_TASK DESCRIPTION:_ What is needed is the run of lines from the one with "white pebble, put" through the close of the data, set down exactly.

_EXCERPTED RECORDS:_
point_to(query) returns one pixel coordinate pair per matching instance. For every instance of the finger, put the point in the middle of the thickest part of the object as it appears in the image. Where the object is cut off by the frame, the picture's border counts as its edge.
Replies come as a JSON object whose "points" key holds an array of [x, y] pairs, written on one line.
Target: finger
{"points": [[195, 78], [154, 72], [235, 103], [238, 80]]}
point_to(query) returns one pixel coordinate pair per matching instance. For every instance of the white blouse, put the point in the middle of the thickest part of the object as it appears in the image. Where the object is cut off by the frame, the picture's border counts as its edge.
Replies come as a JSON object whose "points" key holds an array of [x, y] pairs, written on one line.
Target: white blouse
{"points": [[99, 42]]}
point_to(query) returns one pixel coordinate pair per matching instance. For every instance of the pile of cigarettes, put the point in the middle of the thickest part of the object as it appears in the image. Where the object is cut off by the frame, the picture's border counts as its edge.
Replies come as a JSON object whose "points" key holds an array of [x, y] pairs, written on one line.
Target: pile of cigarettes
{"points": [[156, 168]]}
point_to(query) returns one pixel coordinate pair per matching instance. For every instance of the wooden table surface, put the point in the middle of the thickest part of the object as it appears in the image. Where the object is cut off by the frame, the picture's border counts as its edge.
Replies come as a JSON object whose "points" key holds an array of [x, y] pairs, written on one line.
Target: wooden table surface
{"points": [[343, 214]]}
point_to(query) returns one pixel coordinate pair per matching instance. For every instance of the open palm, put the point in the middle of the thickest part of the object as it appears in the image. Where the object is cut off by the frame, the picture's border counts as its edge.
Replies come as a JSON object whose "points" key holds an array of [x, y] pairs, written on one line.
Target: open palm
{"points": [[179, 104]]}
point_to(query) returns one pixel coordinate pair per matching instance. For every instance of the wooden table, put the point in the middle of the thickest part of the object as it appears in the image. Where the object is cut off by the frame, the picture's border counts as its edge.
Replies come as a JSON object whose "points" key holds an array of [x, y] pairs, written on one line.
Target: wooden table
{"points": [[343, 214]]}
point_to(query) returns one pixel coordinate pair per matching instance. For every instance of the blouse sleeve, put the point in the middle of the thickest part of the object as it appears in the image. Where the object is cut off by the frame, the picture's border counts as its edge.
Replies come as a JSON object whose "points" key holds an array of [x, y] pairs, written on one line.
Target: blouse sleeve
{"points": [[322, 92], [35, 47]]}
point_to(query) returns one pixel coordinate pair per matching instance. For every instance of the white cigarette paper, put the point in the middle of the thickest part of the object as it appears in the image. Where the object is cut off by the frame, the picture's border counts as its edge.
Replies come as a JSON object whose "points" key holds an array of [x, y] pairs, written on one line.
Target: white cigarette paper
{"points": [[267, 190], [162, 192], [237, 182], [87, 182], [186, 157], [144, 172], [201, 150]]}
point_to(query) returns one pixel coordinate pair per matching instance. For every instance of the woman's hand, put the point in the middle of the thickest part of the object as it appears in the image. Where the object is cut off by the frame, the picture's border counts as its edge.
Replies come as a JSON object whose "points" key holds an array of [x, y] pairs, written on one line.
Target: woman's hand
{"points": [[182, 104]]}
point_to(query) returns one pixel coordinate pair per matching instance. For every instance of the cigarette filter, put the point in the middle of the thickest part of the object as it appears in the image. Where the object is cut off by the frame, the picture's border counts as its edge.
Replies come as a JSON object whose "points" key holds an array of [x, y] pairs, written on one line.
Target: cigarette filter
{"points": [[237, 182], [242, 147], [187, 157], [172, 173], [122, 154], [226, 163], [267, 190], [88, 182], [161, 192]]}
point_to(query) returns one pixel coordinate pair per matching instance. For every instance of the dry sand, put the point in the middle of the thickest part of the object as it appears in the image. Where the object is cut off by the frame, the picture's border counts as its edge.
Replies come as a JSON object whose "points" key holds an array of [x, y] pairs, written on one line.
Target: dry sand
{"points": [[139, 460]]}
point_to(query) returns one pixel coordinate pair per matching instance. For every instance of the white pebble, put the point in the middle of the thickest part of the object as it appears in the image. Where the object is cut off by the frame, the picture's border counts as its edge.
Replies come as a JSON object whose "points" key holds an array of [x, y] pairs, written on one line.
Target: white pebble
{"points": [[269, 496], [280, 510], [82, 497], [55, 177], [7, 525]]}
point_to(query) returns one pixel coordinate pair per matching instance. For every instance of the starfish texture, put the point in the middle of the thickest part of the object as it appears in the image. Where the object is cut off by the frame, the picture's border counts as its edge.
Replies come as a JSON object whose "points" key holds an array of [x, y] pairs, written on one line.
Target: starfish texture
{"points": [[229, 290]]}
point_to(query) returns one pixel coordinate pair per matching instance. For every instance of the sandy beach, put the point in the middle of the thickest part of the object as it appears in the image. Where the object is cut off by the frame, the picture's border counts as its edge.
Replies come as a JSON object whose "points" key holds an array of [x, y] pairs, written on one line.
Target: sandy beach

_EXPECTED ANSWER:_
point_to(query) returns one pixel coordinate pair per matching instance. For every instance of the white pebble, put the point in the middle of the thickest part of the object as it appears in the image. Where the object is cut off by the frame, the picture's border counts as its edge.
Replies come as a JSON object whose "points" key holds an array of [x, y] pairs, written on one line.
Target: white pebble
{"points": [[269, 496], [280, 510], [82, 497], [55, 177], [7, 525]]}
point_to(query) returns one pixel coordinate pair per matching instance. For every instance of the starfish texture, put the point in the middle of the thickest part of the object as it appears in the image. Where the object is cut off by the frame, the picture's border counts as its edge.
Replies come as a JSON object whose "points" key holds an array of [x, y] pairs, written on one line.
Target: starfish texture
{"points": [[229, 290]]}
point_to(query) returns one pixel coordinate pair per matching instance. For every instance of the sandy beach, put the point in the middle of the thickest part of the object as it appears in the image. Where the object is cut off by the frame, the picture's border counts as its edge.
Replies come as a JSON object whose "points" key holds an array of [x, y] pairs, written on one line.
Target: sandy beach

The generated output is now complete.